Énoncé A =
Répondez à ces questions d'après l'extrait sur Simple comme Sylvain :
(i) À quelle heure et sur quelle chaîne le film passe-t-il ce soir ?
(ii) Quelle distinction le film a-t-il reçue aux César 2024 ?
(iii) Quel métier exerce Sylvain ?

Extrait du texte =
--

Dans Simple comme Sylvain, l’actrice et réalisatrice Monia Chokri réussit ce que trop peu de cinéastes ont accompli : faire respirer l’amour au delà des normes sociales, notamment celles liées au couple. Le film passe ce soir, à 22h34, sur Canal+.
Simple comme Sylvain
© Fred Gervais

Quand les opposés s’attirent, l’amour peut-il durer ? C’est la question que pose Simple comme Sylvain, le troisième long-métrage de la réalisatrice québécoise Monia Chokri, sacré meilleur film étranger aux César 2024. Pensé comme une comédie furieusement sensuelle, finement drôle et toujours très intelligente, le film déroule la rencontre de Sylvain (Pierre-Yves Cardinal) et de Sophia (Magalie Lépine-Blondeau). Lui est charpentier, elle est professeure de philosophie. Malgré leurs différences sociales, et le fait qu’elle soit déjà en couple, ils tombent tous les deux amoureux. Quel est donc ce sentiment qui les submerge soudainement ? Et que peut-il face à toutes les barrières que lève la société à son égard ?

--

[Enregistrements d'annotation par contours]
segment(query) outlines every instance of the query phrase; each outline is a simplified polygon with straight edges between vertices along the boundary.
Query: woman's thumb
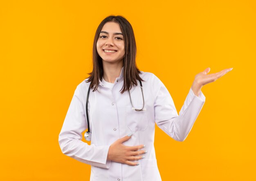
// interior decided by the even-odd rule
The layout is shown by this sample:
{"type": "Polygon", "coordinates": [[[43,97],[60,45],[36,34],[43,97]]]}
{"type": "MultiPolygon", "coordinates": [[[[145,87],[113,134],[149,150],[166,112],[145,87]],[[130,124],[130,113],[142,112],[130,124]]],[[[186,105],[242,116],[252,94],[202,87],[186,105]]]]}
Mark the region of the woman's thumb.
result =
{"type": "Polygon", "coordinates": [[[121,143],[126,141],[129,139],[130,139],[131,138],[132,134],[132,133],[130,133],[128,134],[127,136],[124,136],[123,138],[120,139],[120,141],[121,141],[121,143]]]}
{"type": "Polygon", "coordinates": [[[210,68],[210,67],[208,67],[205,70],[204,70],[204,72],[203,72],[203,73],[205,74],[207,74],[209,73],[210,70],[211,69],[210,68]]]}

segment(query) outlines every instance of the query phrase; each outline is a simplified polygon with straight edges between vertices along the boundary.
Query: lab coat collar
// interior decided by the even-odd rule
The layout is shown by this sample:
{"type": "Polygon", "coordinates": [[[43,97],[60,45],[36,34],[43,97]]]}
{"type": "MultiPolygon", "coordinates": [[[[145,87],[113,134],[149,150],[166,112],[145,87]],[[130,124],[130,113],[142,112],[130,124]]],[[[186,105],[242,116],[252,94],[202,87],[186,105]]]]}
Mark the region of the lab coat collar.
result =
{"type": "MultiPolygon", "coordinates": [[[[118,82],[119,79],[121,79],[124,76],[124,66],[122,67],[122,69],[121,69],[121,72],[120,72],[120,75],[119,76],[119,77],[117,77],[116,78],[116,80],[115,81],[114,84],[116,84],[117,82],[118,82]]],[[[104,83],[101,82],[101,81],[99,80],[99,85],[101,85],[102,87],[105,87],[104,83]]]]}

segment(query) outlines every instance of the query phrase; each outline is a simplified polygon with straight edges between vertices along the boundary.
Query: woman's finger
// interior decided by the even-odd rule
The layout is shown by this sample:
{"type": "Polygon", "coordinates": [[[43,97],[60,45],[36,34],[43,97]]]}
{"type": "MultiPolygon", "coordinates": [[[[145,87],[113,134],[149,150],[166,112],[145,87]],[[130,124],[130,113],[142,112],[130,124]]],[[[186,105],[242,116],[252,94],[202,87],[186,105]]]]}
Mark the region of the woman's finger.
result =
{"type": "Polygon", "coordinates": [[[130,150],[130,151],[137,151],[139,149],[141,149],[145,147],[145,145],[140,145],[138,146],[128,146],[130,150]]]}
{"type": "Polygon", "coordinates": [[[131,166],[136,166],[139,164],[139,163],[138,162],[133,162],[132,161],[129,161],[128,160],[126,161],[124,163],[126,164],[131,166]]]}

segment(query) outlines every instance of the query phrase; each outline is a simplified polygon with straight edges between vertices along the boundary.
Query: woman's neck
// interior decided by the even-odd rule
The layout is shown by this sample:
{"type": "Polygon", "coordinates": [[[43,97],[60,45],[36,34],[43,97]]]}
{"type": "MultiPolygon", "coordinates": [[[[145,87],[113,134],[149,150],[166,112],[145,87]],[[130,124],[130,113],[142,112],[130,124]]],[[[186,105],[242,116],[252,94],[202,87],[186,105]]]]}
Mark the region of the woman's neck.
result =
{"type": "Polygon", "coordinates": [[[103,62],[103,78],[108,82],[114,83],[119,77],[123,66],[122,61],[119,63],[110,63],[103,62]]]}

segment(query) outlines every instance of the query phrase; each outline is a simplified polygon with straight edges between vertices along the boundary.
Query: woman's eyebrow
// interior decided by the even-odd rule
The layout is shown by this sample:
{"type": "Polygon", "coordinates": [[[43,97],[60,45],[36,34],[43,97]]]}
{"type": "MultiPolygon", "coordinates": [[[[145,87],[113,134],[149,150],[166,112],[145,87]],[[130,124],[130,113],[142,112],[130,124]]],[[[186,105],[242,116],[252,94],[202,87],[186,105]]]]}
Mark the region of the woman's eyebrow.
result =
{"type": "MultiPolygon", "coordinates": [[[[107,32],[107,31],[101,31],[100,32],[100,33],[105,33],[106,34],[108,34],[109,33],[108,32],[107,32]]],[[[123,34],[122,33],[114,33],[114,35],[123,35],[123,34]]]]}

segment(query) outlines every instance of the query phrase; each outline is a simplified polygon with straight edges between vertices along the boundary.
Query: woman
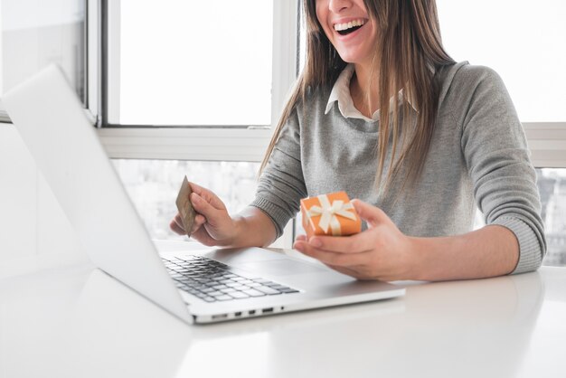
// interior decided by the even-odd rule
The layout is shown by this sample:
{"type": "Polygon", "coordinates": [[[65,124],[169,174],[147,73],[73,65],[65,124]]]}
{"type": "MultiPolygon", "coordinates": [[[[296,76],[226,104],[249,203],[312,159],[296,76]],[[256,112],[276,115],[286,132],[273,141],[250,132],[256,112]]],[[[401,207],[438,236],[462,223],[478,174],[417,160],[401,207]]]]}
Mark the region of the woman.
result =
{"type": "MultiPolygon", "coordinates": [[[[545,252],[535,173],[500,78],[443,50],[431,0],[306,0],[305,70],[231,218],[193,184],[192,237],[265,246],[301,198],[344,190],[367,229],[294,248],[363,279],[444,280],[536,269],[545,252]],[[486,226],[470,232],[476,205],[486,226]]],[[[171,228],[184,233],[180,217],[171,228]]]]}

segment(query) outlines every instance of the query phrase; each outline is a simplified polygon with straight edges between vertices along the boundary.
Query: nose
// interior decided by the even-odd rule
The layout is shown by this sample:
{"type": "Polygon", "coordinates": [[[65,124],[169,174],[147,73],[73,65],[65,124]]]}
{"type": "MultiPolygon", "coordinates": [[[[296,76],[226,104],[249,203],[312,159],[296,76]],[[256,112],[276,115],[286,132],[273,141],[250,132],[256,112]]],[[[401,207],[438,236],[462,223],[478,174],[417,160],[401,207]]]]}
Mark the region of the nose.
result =
{"type": "Polygon", "coordinates": [[[328,4],[328,9],[335,14],[344,9],[348,9],[350,6],[352,6],[351,0],[330,0],[328,4]]]}

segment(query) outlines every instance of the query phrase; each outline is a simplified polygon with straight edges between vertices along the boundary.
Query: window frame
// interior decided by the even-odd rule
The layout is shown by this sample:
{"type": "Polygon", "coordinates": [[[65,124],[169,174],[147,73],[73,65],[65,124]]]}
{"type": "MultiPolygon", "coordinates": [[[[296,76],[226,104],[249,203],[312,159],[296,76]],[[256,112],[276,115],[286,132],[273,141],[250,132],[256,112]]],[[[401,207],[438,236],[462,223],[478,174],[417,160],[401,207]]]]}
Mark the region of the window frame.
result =
{"type": "MultiPolygon", "coordinates": [[[[273,3],[273,58],[271,124],[265,126],[147,126],[109,124],[108,93],[118,90],[119,41],[110,41],[109,33],[119,28],[119,1],[99,0],[99,69],[98,133],[111,157],[185,160],[260,161],[277,125],[288,92],[297,75],[298,0],[273,3]],[[109,9],[111,6],[112,9],[109,9]],[[108,12],[111,11],[111,12],[108,12]],[[106,83],[108,83],[106,85],[106,83]],[[205,147],[205,148],[204,148],[205,147]],[[240,157],[238,157],[240,156],[240,157]]],[[[93,35],[94,33],[91,34],[93,35]]],[[[118,99],[118,96],[114,96],[118,99]]]]}

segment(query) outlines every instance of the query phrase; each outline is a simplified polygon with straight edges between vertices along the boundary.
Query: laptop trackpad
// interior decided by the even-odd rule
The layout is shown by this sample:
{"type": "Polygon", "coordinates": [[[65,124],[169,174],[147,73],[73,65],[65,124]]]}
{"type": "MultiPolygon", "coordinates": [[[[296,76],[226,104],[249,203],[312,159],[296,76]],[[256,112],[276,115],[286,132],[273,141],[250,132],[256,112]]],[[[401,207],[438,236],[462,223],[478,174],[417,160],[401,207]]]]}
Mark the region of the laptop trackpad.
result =
{"type": "Polygon", "coordinates": [[[289,276],[293,274],[319,273],[326,271],[323,267],[317,267],[307,262],[299,262],[293,260],[272,260],[267,261],[249,261],[232,263],[234,268],[241,269],[258,275],[289,276]]]}

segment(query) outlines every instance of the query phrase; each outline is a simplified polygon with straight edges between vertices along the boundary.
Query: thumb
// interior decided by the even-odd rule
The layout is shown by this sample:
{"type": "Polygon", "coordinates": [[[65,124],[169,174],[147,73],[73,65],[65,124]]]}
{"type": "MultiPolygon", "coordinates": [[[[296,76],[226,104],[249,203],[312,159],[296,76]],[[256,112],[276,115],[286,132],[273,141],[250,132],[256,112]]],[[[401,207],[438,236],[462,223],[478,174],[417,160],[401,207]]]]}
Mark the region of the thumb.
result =
{"type": "Polygon", "coordinates": [[[196,211],[196,213],[206,218],[206,222],[212,224],[216,224],[220,221],[224,213],[227,213],[225,208],[218,208],[214,204],[207,201],[206,198],[202,197],[196,193],[191,194],[191,203],[196,211]]]}
{"type": "Polygon", "coordinates": [[[373,206],[358,199],[352,200],[352,204],[360,218],[366,221],[373,227],[389,222],[387,214],[379,207],[373,206]]]}

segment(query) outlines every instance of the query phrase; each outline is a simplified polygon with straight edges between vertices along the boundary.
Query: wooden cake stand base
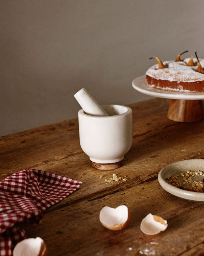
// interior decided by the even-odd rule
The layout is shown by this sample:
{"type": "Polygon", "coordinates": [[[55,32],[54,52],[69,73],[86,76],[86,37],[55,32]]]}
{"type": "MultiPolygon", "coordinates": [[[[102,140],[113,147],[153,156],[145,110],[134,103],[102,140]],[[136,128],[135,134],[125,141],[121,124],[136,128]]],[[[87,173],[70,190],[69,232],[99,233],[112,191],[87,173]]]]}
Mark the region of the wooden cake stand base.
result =
{"type": "Polygon", "coordinates": [[[142,93],[170,100],[167,118],[176,122],[197,122],[204,118],[202,100],[204,93],[178,93],[151,88],[145,83],[145,75],[137,77],[132,84],[142,93]]]}
{"type": "Polygon", "coordinates": [[[98,170],[110,171],[120,167],[122,165],[122,161],[108,164],[98,163],[92,162],[92,167],[98,169],[98,170]]]}
{"type": "Polygon", "coordinates": [[[201,100],[175,100],[170,101],[167,117],[176,122],[196,122],[203,119],[201,100]]]}

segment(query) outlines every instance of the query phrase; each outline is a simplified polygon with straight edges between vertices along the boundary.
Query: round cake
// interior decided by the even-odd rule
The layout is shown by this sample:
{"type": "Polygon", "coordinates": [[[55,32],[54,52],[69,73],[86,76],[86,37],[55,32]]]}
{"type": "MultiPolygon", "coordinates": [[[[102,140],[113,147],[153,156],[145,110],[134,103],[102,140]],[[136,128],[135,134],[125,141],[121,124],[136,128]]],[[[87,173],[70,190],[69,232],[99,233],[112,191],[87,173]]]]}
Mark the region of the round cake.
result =
{"type": "Polygon", "coordinates": [[[178,92],[204,92],[204,73],[202,67],[204,66],[204,59],[198,60],[191,56],[183,61],[162,63],[157,57],[153,58],[158,63],[146,72],[145,83],[148,86],[178,92]]]}

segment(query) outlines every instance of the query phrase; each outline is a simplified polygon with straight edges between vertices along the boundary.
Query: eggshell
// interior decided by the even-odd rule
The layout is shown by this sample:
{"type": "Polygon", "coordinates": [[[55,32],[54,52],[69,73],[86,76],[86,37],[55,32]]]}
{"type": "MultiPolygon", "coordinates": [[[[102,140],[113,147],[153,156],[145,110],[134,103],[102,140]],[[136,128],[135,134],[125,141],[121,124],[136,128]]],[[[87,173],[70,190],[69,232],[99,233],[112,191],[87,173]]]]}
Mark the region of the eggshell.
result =
{"type": "Polygon", "coordinates": [[[118,231],[127,226],[130,215],[125,205],[120,205],[115,208],[105,206],[100,212],[99,218],[104,227],[111,230],[118,231]]]}
{"type": "Polygon", "coordinates": [[[155,235],[165,230],[167,226],[166,220],[161,217],[149,213],[142,220],[140,228],[146,234],[155,235]]]}
{"type": "Polygon", "coordinates": [[[40,237],[28,238],[18,243],[14,247],[13,256],[47,256],[46,244],[40,237]]]}

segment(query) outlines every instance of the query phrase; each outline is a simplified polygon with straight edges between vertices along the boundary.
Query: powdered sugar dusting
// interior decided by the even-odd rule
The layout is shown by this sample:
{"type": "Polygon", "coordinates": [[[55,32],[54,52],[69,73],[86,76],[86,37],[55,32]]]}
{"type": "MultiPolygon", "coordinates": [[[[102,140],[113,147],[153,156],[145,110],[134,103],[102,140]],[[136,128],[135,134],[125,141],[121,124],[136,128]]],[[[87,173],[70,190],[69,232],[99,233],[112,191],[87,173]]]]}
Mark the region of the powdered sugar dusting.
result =
{"type": "MultiPolygon", "coordinates": [[[[204,74],[196,71],[197,60],[194,58],[193,62],[196,66],[187,66],[190,58],[185,59],[183,62],[176,62],[174,60],[163,62],[167,67],[158,69],[158,64],[151,66],[146,72],[146,75],[156,79],[177,81],[180,82],[192,82],[204,81],[204,74]]],[[[204,59],[199,59],[201,66],[204,67],[204,59]]]]}

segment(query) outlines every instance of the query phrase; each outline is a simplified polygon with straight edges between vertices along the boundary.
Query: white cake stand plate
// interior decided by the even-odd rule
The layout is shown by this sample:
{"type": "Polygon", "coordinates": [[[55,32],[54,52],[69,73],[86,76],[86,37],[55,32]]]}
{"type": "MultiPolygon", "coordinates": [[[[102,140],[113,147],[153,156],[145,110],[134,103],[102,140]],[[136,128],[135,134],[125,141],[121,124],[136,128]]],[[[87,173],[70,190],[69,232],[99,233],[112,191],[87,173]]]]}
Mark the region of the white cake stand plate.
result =
{"type": "Polygon", "coordinates": [[[202,100],[204,93],[180,93],[150,87],[145,83],[145,75],[133,80],[132,87],[144,94],[170,99],[167,117],[177,122],[196,122],[203,119],[202,100]]]}

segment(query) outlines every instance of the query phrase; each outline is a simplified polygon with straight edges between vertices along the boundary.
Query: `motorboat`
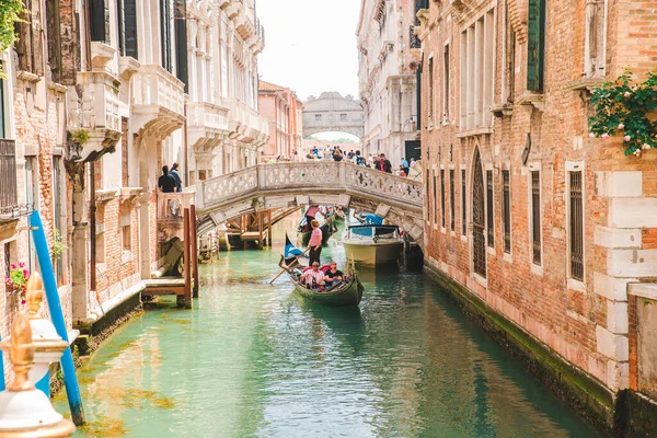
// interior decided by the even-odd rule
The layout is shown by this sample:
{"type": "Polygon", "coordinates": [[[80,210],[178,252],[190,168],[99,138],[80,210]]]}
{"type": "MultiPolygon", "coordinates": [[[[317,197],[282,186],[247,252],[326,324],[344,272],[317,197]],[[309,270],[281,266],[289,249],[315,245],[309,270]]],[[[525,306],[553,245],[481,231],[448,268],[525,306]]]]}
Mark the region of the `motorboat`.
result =
{"type": "Polygon", "coordinates": [[[347,228],[343,237],[347,258],[367,265],[396,262],[404,247],[397,226],[360,224],[347,228]]]}

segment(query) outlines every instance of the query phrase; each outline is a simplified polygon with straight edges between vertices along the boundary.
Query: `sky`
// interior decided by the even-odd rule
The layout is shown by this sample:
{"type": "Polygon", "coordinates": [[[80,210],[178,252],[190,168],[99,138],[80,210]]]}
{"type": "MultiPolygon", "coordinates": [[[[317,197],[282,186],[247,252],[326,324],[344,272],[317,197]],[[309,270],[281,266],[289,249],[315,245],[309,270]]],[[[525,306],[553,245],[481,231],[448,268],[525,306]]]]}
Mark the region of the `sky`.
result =
{"type": "Polygon", "coordinates": [[[324,91],[358,97],[356,26],[360,0],[257,0],[265,27],[261,79],[306,101],[324,91]]]}

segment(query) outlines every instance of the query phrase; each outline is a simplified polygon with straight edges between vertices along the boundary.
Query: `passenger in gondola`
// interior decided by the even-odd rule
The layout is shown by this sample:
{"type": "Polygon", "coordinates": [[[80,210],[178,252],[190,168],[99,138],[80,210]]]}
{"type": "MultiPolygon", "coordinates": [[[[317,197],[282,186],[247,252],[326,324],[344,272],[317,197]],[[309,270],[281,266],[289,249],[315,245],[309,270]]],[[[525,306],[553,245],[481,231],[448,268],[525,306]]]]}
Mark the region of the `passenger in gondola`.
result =
{"type": "Polygon", "coordinates": [[[308,242],[308,249],[310,253],[308,255],[309,263],[312,266],[314,262],[320,264],[320,254],[322,253],[322,230],[320,229],[320,222],[313,219],[310,222],[312,232],[310,233],[310,242],[308,242]]]}
{"type": "Polygon", "coordinates": [[[312,263],[312,268],[301,274],[299,281],[309,289],[324,289],[324,273],[320,270],[320,264],[318,262],[312,263]]]}
{"type": "Polygon", "coordinates": [[[331,289],[333,286],[341,283],[343,278],[343,272],[337,268],[337,263],[332,261],[331,269],[326,270],[326,274],[324,274],[324,283],[326,284],[326,288],[331,289]]]}

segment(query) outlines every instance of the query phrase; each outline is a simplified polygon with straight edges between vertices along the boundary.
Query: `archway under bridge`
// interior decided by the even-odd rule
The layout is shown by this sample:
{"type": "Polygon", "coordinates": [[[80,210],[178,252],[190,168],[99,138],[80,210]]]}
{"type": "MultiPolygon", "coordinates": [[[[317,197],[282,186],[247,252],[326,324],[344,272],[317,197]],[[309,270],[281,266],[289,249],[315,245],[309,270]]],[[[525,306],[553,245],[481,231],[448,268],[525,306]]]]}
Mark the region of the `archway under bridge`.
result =
{"type": "Polygon", "coordinates": [[[384,217],[404,229],[420,247],[422,197],[417,181],[346,161],[258,164],[196,185],[201,235],[245,214],[334,205],[384,217]]]}
{"type": "Polygon", "coordinates": [[[365,111],[360,101],[337,92],[326,92],[319,97],[310,96],[303,103],[303,138],[313,134],[339,131],[362,140],[365,137],[365,111]]]}

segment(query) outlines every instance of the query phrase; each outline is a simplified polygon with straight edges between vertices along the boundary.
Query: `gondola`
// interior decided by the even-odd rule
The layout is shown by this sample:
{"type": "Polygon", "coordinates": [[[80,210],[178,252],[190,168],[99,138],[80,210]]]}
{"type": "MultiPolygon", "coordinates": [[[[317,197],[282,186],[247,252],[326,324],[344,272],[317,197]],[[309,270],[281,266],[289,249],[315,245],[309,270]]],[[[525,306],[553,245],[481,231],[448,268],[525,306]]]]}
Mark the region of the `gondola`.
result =
{"type": "MultiPolygon", "coordinates": [[[[295,289],[306,299],[331,307],[358,306],[362,299],[364,287],[355,273],[348,275],[348,279],[324,291],[309,289],[299,283],[299,276],[303,266],[289,267],[285,264],[285,257],[280,256],[278,266],[286,269],[288,277],[295,285],[295,289]]],[[[325,267],[323,267],[325,268],[325,267]]]]}

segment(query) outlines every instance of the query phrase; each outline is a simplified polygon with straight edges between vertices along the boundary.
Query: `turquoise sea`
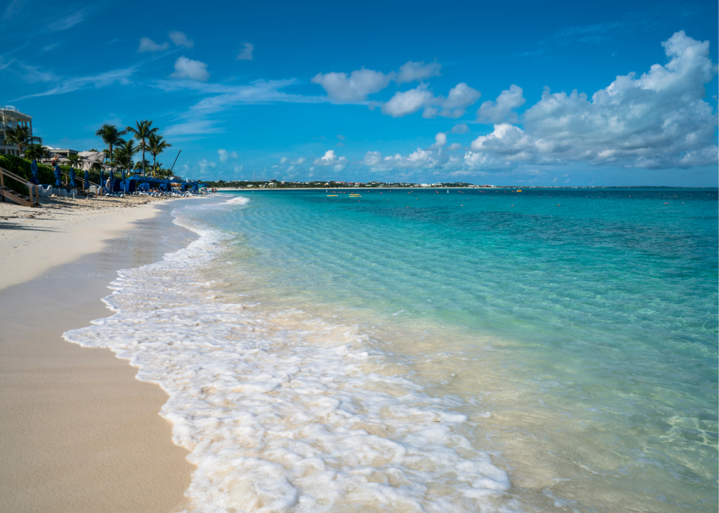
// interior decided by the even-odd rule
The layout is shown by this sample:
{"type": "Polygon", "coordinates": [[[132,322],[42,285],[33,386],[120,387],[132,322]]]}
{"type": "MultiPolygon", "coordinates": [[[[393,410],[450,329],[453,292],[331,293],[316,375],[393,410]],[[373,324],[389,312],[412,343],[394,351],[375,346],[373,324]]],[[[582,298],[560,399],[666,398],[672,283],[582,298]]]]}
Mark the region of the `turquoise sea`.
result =
{"type": "Polygon", "coordinates": [[[68,334],[170,394],[198,511],[717,511],[716,189],[352,192],[178,208],[68,334]]]}

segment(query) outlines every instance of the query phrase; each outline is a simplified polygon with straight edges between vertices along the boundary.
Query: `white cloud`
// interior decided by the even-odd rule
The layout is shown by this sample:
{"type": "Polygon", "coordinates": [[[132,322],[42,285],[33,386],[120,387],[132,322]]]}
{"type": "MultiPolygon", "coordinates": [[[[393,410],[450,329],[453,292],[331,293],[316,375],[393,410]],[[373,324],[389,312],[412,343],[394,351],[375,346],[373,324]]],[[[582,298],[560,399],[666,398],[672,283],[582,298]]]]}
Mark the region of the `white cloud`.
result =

--

Énoncé B = Repérez chaque ligne des enregistrements qui contient la chaîne « finger », en respectant la casse, et recopiez-la.

Réponse finale A =
(i) À 22h34, sur Canal+.
(ii) Meilleur film étranger.
(iii) Charpentier.

Réponse finale B =
Query: woman's finger
Mark the region of the woman's finger.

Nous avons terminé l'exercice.